Items from a dataset
** Start **
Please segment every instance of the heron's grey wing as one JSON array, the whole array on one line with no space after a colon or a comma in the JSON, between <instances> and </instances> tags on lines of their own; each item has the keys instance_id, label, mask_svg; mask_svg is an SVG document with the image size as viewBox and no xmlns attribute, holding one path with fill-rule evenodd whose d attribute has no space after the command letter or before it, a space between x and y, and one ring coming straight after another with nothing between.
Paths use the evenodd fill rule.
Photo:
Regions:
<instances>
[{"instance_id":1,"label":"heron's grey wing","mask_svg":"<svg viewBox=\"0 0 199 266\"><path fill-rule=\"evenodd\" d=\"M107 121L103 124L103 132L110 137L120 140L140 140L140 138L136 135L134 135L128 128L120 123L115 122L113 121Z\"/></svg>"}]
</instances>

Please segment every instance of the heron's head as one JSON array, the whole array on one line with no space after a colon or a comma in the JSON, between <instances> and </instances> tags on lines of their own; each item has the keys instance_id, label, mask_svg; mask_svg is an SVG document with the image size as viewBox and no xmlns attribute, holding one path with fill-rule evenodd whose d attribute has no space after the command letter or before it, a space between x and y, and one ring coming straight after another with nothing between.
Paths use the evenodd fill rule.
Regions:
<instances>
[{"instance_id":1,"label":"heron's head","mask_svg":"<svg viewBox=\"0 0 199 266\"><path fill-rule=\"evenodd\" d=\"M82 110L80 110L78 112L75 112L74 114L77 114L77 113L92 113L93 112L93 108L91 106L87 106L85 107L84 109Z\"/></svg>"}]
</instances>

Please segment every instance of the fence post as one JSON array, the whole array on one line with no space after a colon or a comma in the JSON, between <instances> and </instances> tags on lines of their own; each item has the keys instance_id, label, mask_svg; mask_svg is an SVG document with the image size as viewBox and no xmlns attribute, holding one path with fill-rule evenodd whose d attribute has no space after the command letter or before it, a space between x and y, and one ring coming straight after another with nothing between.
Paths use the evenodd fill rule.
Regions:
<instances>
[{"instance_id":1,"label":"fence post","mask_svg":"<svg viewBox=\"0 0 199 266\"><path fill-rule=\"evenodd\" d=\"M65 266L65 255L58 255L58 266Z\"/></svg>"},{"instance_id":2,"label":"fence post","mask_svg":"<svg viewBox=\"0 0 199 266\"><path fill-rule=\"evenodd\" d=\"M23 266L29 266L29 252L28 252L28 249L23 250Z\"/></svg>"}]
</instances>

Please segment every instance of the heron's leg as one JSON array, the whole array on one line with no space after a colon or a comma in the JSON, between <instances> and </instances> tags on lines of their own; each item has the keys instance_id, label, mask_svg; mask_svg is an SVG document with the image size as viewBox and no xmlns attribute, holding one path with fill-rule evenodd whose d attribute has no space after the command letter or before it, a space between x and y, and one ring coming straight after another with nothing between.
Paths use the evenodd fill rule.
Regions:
** End **
**EXERCISE DESCRIPTION**
Copy the lines from the one holding "Please segment every instance of the heron's leg" through the end of the listing, inclusive, and change "evenodd" to "nonzero". Leave all other text unchanged.

**WRITTEN RESPONSE**
Please segment every instance of the heron's leg as one JSON array, the whole array on one line with no space after a colon or a comma in the JSON, between <instances> and </instances> tags on lines of their own; each item has the keys instance_id, label, mask_svg; mask_svg is an SVG document with the image size as viewBox and no xmlns attribute, holding one path with fill-rule nonzero whose d attribute has no space after the command letter or before it, a space between x and y, and one ring coming straight after another with nothing between.
Paths use the nonzero fill rule.
Regions:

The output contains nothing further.